REQUEST: Please reproduce every one of the records below word for word, line by line.

MATERIAL PROVIDED:
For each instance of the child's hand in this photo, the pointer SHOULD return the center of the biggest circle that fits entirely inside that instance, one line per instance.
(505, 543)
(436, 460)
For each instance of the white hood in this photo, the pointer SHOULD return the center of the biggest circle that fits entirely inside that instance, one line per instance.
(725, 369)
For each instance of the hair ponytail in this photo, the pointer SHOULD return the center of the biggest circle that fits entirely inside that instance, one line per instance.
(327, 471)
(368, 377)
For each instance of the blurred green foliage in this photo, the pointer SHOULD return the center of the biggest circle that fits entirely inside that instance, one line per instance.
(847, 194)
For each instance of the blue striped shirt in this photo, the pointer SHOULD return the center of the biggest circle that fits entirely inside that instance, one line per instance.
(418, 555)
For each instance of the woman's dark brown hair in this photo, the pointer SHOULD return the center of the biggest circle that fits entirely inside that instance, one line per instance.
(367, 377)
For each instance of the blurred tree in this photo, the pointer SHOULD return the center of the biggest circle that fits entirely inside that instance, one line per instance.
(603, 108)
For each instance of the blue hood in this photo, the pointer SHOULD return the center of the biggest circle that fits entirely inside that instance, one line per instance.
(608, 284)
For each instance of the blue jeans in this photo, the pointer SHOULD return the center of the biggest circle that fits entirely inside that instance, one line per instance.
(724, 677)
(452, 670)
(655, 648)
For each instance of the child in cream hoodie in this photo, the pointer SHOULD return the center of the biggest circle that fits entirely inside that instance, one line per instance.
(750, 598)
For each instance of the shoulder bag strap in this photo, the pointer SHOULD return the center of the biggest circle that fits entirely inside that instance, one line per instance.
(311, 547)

ANSWER FOR THE TASK:
For each instance of the child's hand in this photo, the pointer SHOULD return the center of the biggest circle that fits entirely inside that instance, one line per instance.
(505, 543)
(436, 460)
For each instance of the white hood in this photo, the pointer SHOULD return the center of the biggest circle that fits entirely inside that instance, one line per instance.
(725, 369)
For each instance of the hair ponytail in this photo, the pointer SHOULD return the center of the biggest circle that fits entirely inside that instance, one line per instance.
(327, 471)
(368, 377)
For each instance of the blurred green foliage in this photo, the pointer SHOULD return the center of the biggest circle that fits entirely inside that instance, one line per instance.
(847, 194)
For each instance of the blue striped shirt in this photo, the pointer SHOULD return the center of the biggest circle that fits entirely inside that instance, one line per instance.
(418, 555)
For each instance of the woman's dark brown hair in this photo, the pointer SHOULD return the center of the biggest circle that fits entirely inside that instance, one line per instance.
(367, 377)
For each instance of the blurred tree in this photo, the pointer SHOULD return the center of the biggest circle that fits entirely inside that instance, one line per instance.
(603, 108)
For each instance of the blue hood in this photo, the pointer SHOULD return the center of the biggest circle that fits entirely inside that instance, one line per instance.
(608, 284)
For each instance of the blue jeans in this photo, the pointer SHOULD return the center of the biggest circle that fits entirely inside that instance, one line per instance.
(724, 677)
(452, 670)
(655, 648)
For each instance of the child in cream hoodie in this photo, the pointer SHOULD return the center of the biggest circle that fits entirely inside that instance, one line per instance.
(750, 598)
For each instance of the shoulder bag strap in this photo, the pointer SHOULD return the center of the biggest circle that fits entirely inside that instance, one line per instance.
(311, 547)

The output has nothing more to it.